# EXERCISE INSTRUCTIONS:
Reproduce each of the following lines with no changes, covering every item.

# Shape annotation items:
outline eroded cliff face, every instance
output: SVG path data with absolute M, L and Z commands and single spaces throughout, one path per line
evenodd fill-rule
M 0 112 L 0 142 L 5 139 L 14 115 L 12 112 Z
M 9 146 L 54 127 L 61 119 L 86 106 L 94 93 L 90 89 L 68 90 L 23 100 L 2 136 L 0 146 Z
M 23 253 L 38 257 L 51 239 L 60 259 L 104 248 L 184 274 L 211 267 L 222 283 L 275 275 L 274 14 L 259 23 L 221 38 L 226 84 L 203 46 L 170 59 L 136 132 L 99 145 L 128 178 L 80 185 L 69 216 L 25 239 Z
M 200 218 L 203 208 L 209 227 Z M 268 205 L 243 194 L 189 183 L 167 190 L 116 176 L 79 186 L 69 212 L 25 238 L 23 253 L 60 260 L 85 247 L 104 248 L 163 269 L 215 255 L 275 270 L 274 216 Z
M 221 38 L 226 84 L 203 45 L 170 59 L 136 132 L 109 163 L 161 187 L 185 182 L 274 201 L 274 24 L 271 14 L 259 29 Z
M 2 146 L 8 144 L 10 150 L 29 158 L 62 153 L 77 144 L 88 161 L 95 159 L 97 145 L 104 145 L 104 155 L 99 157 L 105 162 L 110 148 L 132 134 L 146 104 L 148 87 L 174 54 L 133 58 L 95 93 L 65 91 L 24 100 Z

# TASK ANSWER:
outline eroded cliff face, every instance
output: SVG path data with absolute M, L and Z commands and single spaces throughout, one path per line
evenodd fill-rule
M 0 112 L 0 142 L 5 139 L 14 115 L 12 112 Z
M 9 146 L 54 127 L 61 119 L 86 106 L 94 93 L 90 89 L 68 90 L 23 100 L 2 136 L 0 146 Z
M 23 253 L 38 257 L 51 239 L 60 259 L 104 248 L 184 274 L 211 267 L 222 283 L 275 275 L 274 14 L 259 23 L 221 38 L 226 84 L 203 46 L 170 59 L 136 132 L 99 145 L 128 178 L 80 185 L 69 216 L 25 239 Z
M 200 218 L 203 208 L 209 227 Z M 268 205 L 243 194 L 189 183 L 167 190 L 116 176 L 79 186 L 69 212 L 25 238 L 23 253 L 60 260 L 85 247 L 104 248 L 163 269 L 215 255 L 275 270 L 274 216 Z
M 221 38 L 226 84 L 203 45 L 170 59 L 136 132 L 109 163 L 161 187 L 185 182 L 274 201 L 274 24 L 271 14 L 259 29 Z
M 2 146 L 8 144 L 10 150 L 29 158 L 62 153 L 77 144 L 88 161 L 95 159 L 97 145 L 104 145 L 104 155 L 99 157 L 105 162 L 110 148 L 132 134 L 146 104 L 148 87 L 174 54 L 133 58 L 95 93 L 65 91 L 24 100 Z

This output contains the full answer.